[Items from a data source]
►

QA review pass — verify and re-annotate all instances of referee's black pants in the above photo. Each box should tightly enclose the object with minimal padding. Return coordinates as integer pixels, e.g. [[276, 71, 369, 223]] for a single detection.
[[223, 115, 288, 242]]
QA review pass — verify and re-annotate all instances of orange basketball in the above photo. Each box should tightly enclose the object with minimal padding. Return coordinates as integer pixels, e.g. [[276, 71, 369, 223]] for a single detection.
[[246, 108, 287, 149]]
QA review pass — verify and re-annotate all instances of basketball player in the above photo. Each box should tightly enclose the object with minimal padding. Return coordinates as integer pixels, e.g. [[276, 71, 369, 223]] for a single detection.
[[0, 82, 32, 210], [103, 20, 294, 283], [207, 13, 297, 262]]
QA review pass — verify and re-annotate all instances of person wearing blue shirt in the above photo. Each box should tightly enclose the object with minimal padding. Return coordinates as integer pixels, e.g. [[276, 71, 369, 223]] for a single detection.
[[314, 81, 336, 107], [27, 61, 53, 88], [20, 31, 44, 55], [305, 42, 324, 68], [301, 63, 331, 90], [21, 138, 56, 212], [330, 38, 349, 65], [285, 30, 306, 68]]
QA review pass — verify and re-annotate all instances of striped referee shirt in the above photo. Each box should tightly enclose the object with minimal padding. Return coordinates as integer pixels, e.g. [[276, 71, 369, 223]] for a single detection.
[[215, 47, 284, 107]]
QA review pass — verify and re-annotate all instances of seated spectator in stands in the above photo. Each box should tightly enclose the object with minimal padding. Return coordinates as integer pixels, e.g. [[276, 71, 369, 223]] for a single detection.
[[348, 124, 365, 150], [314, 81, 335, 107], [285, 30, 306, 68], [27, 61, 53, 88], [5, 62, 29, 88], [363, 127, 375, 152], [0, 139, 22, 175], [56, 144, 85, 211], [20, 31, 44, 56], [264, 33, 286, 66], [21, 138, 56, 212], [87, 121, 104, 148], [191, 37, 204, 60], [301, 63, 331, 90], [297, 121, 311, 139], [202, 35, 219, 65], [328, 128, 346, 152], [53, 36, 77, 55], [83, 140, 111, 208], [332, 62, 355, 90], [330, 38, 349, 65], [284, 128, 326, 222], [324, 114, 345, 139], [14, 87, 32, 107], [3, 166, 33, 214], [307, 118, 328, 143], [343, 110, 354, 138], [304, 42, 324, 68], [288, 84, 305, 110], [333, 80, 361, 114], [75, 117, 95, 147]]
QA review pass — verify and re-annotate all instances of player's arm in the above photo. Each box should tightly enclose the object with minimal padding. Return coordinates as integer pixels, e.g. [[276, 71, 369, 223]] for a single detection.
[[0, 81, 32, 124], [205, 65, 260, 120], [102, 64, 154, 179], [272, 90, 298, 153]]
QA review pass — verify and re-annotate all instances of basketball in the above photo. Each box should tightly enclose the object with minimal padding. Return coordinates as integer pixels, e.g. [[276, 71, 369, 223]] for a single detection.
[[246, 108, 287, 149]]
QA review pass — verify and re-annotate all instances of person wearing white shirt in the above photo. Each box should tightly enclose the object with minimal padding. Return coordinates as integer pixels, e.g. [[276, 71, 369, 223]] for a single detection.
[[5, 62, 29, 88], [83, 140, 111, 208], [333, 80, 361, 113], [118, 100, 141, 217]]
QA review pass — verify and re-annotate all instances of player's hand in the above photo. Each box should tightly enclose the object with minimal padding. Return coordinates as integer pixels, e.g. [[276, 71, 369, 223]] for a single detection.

◄

-- What you have to do --
Rewrite the listing from the line with "of basketball in" through the end, requests included, scaling every box coordinate in the answers by 0.75 and rounding to whole numbers with halves rounded up. Leave all other lines unchanged.

-- The answer --
QA review pass — verify and re-annotate all instances of basketball in the above photo. Each box should tightly enclose the object with minimal padding. Return coordinates as integer pixels, e.g. [[276, 71, 369, 223]] for a single detection.
[[185, 81, 215, 112]]
QA review pass — verify and re-annotate all instances of person wearing white shirt in the above photo. Each box should tightly enclose the object with minimal padding. Return coordinates as integer pixels, e.g. [[276, 71, 369, 223]] for a single detection.
[[4, 47, 22, 66], [62, 105, 83, 156], [250, 60, 271, 85], [89, 75, 106, 163]]
QA review pass — verify and re-annotate all instances of player's hand in the above photo. Each box should tightly enclose the object with minimal padding. Return coordinates as integer pixels, e.g. [[276, 71, 369, 223]] for a single detection.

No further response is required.